▶ **Consignes**
1. D'après l'extrait, dans quelle ville se déroule la résidence d'auteure que raconte le tome II, Y’a toujours pas de souci ! ?
2. Recopiez fidèlement le passage de l'extrait qui va de « Gatineau, Maison du » à « au Québec ? ».

▶ **Extrait du document**
>>

Henri Lessard, 31 janv. 2020


* * *


Né à Hull, du côté québécois de la rivière des Outaouais, Pierre Raphaël Pelletier a passé la plus grande partie de sa vie du côté ontarien, où il a milité dans de nombreux organismes artistiques et culturels francophones. Menant une double carrière d’artiste visuel et d’écrivain, il a réalisé plus d’une trentaine d’expositions, solos ou en groupe, et publié une vingtaine de livres. (Paragraphe biographique extrait du site des Éditions David.)

vendredi 24 janvier 2020

Y’a toujours pas de souci !




Michèle Bourgon lance à Gatineau son dernier né, Y’a toujours pas de souci !


(Ce texte est repris dans le blogue de Michèle Bourgon, « Les humeurs de la mère Michèle ».)

Résumé

Dans Y’a pas de souci ! (tome I), Michèle Bourgon décrivait ses aventures à Vauvert, en Petite-Camargue et à Vézelay, en Bourgogne, suite à des invitations en résidences d’auteure.

Dans le nouvel ouvrage, Y’a toujours pas de souci ! (tome II), Michèle emploie le même ton humoristique pour décrire sa résidence d’auteure à Caen, en Normandie.


Lancement


Gatineau, Maison du Citoyen, dimanche 26 janvier 2020 à 14 h : https://leshumeursdelameremichele.wordpress.com/2020/01/15/gatineau-ottawa-ya-toujours-pas-de-souci/



Mon avis critique


Comment visiter la France, revoir sa Normandie, loger dans un atelier d'artiste, donner une conférence sur les Filles du roy (vous savez, les nanas de Louis XIV, qui en avait à revendre), survivre à l'invasion par les toits d'un commando composé d'un seul homme et revenir saine et sauve au Québec ?

Outre la peur des araignées (je ne fournis pas de photo pour épargner la sensibilité de Michèle), l’auteure, accompagnée de ses comparses, Danièle et Isis, sans oublier Clito, leur voiture de location, en arrive à se méfier des douanes, des réservations d'hôtel, des heures d'ouverture (ou de fermeture) des restaurants, des navettes, des autoroutes (qu'il faut emprunter) et des stationnements (où il faut bien s’arrêter).


Comment faire le plein en France ? Comment fonctionne une buanderie, pardon, une laverie en Normandie ? La France et le Québec ont beau être dans le même hémisphère (Nord), un océan les sépare (l’Atlantique).

<<

[Entrées enregistrées]
>>

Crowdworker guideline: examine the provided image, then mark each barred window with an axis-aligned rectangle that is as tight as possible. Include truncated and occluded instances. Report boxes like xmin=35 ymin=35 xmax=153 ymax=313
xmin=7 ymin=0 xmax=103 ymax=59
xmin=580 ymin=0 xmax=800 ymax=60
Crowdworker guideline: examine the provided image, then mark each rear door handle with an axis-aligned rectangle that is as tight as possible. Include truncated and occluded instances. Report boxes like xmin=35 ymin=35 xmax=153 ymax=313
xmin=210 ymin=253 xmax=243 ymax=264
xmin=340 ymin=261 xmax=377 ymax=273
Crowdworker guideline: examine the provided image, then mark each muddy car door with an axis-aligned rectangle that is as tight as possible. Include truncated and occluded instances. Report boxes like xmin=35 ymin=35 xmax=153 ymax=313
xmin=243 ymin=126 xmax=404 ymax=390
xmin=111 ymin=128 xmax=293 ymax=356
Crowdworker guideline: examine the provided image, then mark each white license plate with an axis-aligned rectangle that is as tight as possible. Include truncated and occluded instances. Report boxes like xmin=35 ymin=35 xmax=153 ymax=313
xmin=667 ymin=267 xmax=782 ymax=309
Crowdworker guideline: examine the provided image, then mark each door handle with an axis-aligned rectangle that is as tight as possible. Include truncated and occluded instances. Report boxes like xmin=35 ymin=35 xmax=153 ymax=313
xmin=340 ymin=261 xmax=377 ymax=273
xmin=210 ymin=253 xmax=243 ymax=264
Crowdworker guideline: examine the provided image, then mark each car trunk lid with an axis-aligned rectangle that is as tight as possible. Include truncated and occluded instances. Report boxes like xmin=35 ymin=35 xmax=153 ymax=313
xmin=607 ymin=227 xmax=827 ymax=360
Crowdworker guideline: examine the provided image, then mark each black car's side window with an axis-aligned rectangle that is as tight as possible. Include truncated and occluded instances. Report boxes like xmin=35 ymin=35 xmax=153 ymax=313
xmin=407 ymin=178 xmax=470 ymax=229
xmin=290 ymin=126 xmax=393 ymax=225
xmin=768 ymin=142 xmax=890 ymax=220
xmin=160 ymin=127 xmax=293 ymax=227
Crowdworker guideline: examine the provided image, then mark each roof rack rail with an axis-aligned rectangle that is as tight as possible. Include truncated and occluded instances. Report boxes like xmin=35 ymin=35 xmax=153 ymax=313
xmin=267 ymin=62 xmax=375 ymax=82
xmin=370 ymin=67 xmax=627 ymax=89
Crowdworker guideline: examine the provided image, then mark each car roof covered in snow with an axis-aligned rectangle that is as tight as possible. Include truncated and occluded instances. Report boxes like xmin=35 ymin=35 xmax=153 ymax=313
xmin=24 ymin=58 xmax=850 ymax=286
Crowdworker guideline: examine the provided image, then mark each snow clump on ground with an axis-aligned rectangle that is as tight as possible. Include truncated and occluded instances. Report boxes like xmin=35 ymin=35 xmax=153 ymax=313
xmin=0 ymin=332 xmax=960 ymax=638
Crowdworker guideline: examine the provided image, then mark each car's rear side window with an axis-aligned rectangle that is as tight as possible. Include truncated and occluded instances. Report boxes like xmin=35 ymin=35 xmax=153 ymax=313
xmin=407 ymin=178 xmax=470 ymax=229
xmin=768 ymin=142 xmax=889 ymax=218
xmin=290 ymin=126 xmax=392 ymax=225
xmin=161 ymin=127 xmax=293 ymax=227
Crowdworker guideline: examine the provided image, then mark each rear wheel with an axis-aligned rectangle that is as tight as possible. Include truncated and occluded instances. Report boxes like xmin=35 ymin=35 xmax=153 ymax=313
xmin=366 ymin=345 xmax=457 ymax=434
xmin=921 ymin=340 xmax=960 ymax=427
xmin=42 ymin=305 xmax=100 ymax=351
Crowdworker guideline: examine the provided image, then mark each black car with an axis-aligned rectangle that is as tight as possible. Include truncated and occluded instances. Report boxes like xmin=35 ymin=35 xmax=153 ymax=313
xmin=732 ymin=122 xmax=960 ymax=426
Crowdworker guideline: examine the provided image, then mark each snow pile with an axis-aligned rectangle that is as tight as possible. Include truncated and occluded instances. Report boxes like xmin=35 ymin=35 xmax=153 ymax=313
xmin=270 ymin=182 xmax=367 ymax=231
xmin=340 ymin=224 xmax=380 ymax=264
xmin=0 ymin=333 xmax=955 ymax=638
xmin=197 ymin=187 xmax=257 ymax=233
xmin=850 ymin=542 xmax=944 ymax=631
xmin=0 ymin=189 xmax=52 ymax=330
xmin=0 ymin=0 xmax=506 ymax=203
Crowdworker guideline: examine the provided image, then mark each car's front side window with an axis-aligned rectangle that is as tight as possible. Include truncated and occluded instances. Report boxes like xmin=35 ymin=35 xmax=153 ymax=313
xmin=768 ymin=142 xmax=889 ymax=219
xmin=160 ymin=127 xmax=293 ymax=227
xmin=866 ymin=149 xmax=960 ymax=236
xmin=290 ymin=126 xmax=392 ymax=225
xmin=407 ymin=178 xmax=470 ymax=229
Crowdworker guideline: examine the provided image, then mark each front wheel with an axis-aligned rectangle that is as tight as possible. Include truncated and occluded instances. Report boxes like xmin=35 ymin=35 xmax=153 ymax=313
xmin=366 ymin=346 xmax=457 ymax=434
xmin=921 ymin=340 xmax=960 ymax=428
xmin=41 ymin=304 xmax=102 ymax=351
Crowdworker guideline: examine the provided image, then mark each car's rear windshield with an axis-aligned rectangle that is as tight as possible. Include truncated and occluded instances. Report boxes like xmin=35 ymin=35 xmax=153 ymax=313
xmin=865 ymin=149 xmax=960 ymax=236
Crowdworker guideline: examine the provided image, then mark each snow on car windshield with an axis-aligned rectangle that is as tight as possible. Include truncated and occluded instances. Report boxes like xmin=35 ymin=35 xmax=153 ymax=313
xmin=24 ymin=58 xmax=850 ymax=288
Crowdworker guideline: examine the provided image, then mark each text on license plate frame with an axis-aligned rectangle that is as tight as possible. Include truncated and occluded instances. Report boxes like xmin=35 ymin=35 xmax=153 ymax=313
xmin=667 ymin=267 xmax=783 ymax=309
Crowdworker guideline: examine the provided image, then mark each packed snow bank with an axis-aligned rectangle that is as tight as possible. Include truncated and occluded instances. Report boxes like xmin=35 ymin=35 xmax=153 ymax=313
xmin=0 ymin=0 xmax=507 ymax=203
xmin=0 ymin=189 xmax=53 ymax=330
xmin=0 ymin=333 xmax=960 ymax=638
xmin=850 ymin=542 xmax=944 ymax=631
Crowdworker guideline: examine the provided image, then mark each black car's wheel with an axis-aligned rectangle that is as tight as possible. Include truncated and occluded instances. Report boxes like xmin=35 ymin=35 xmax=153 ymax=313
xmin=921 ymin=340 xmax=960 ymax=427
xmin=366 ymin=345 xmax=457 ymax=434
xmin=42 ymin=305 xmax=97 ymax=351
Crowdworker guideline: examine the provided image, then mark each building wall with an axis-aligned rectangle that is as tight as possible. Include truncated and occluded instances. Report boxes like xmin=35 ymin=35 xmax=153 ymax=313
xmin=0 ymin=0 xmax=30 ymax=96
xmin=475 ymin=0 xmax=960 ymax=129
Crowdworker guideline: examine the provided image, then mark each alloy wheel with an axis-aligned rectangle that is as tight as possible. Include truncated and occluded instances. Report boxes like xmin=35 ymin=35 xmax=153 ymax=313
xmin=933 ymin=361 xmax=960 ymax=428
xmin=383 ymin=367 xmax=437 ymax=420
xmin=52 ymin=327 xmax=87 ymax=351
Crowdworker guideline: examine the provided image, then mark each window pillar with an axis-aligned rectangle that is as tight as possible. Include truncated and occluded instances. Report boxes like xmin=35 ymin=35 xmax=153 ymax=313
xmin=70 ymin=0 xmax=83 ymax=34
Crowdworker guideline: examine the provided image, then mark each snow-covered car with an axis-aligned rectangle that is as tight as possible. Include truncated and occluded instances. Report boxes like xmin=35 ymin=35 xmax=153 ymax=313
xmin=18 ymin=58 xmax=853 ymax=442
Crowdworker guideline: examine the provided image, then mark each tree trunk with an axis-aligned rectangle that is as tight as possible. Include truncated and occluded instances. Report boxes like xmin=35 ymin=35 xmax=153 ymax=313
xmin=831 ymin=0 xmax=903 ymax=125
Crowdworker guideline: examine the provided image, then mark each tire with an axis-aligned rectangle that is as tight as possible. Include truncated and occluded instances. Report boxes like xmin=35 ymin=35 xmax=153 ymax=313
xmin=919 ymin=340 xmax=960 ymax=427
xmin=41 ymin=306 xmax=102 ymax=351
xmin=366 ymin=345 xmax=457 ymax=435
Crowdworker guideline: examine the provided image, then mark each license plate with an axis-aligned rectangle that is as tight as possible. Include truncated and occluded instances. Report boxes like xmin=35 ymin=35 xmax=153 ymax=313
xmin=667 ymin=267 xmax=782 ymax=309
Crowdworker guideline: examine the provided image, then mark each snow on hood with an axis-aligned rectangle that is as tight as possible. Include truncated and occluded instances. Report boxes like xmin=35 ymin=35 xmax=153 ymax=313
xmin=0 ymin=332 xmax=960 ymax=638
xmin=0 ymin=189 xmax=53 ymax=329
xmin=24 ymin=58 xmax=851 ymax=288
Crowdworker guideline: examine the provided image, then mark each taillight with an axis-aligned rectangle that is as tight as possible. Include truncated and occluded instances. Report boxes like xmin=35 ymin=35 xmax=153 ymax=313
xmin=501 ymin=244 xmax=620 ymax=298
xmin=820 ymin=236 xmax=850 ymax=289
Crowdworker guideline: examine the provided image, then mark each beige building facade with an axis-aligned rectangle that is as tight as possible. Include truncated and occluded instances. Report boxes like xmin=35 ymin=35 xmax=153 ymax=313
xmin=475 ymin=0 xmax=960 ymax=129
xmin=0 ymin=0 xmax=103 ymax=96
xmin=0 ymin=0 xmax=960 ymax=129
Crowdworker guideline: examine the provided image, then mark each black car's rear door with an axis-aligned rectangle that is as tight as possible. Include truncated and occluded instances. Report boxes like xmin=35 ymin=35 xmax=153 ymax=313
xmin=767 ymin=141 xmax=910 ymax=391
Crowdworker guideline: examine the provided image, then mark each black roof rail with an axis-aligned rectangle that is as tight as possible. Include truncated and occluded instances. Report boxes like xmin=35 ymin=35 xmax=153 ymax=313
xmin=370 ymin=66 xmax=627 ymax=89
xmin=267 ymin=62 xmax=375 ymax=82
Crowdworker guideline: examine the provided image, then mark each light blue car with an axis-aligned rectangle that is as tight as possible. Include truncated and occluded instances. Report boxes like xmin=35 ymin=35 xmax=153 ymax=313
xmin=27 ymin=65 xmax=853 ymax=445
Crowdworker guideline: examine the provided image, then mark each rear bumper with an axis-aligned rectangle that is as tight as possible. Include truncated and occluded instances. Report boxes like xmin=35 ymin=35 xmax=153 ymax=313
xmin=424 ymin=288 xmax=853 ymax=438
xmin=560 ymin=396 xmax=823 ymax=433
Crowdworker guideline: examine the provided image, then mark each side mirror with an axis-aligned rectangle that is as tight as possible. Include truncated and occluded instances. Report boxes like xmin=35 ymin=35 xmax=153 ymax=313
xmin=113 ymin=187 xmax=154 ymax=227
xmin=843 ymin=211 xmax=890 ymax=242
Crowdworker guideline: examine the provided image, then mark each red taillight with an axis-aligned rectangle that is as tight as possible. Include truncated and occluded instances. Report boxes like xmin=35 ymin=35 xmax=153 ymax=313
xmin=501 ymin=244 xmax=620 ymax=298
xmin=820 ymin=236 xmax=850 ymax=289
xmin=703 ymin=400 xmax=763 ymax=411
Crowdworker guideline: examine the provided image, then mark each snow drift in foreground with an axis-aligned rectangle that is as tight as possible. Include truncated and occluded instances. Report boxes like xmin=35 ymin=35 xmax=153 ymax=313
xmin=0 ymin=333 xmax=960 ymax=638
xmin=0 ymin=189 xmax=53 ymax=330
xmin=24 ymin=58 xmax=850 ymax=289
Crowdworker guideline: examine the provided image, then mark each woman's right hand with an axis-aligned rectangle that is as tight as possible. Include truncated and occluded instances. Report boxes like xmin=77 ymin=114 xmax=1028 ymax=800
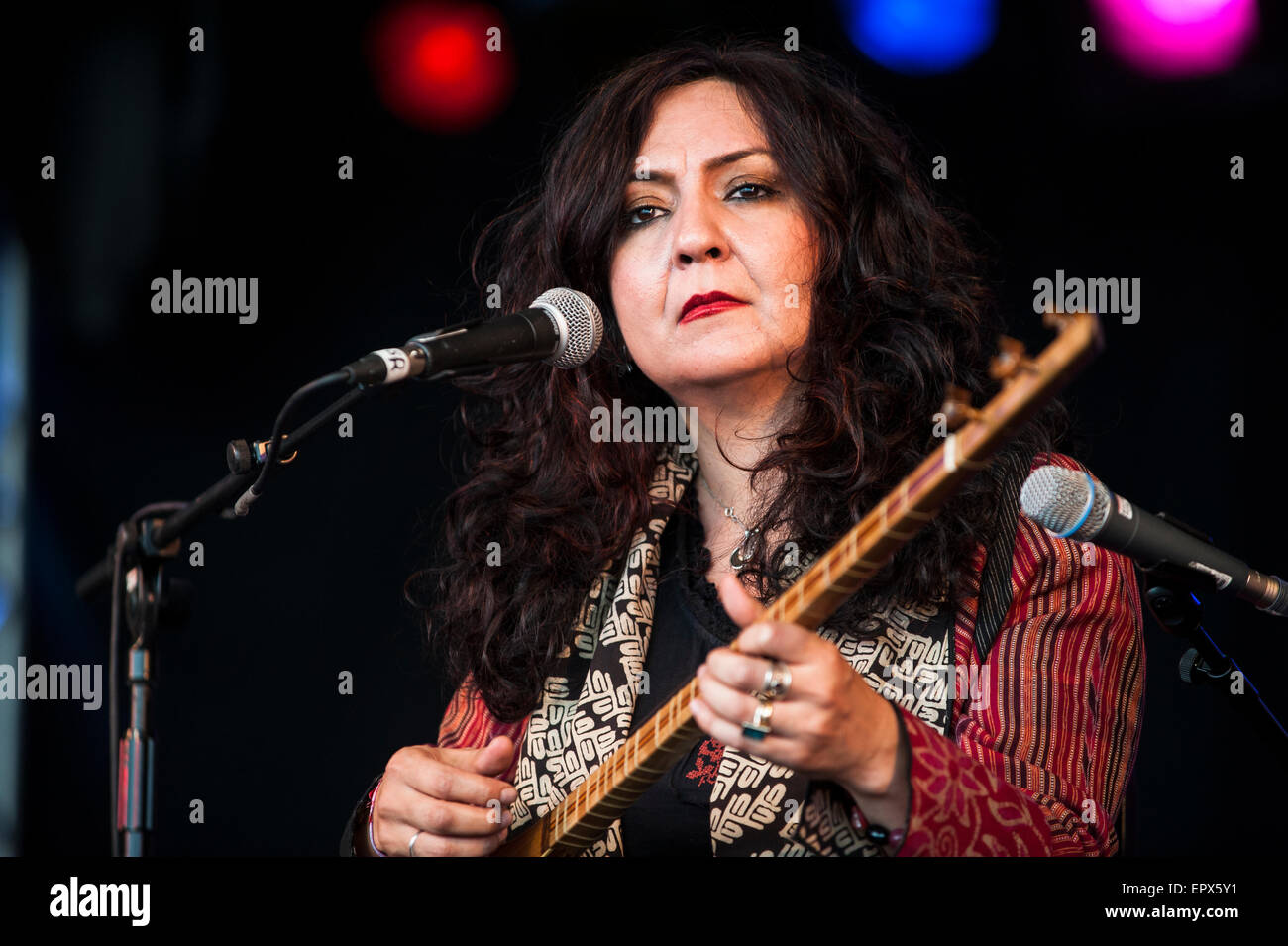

<<

▶ **Corrigé**
1. À Caen, en Normandie.

2.
Gatineau, Maison du Citoyen, dimanche 26 janvier 2020 à 14 h : https://leshumeursdelameremichele.wordpress.com/2020/01/15/gatineau-ottawa-ya-toujours-pas-de-souci/



Mon avis critique


Comment visiter la France, revoir sa Normandie, loger dans un atelier d'artiste, donner une conférence sur les Filles du roy (vous savez, les nanas de Louis XIV, qui en avait à revendre), survivre à l'invasion par les toits d'un commando composé d'un seul homme et revenir saine et sauve au Québec ?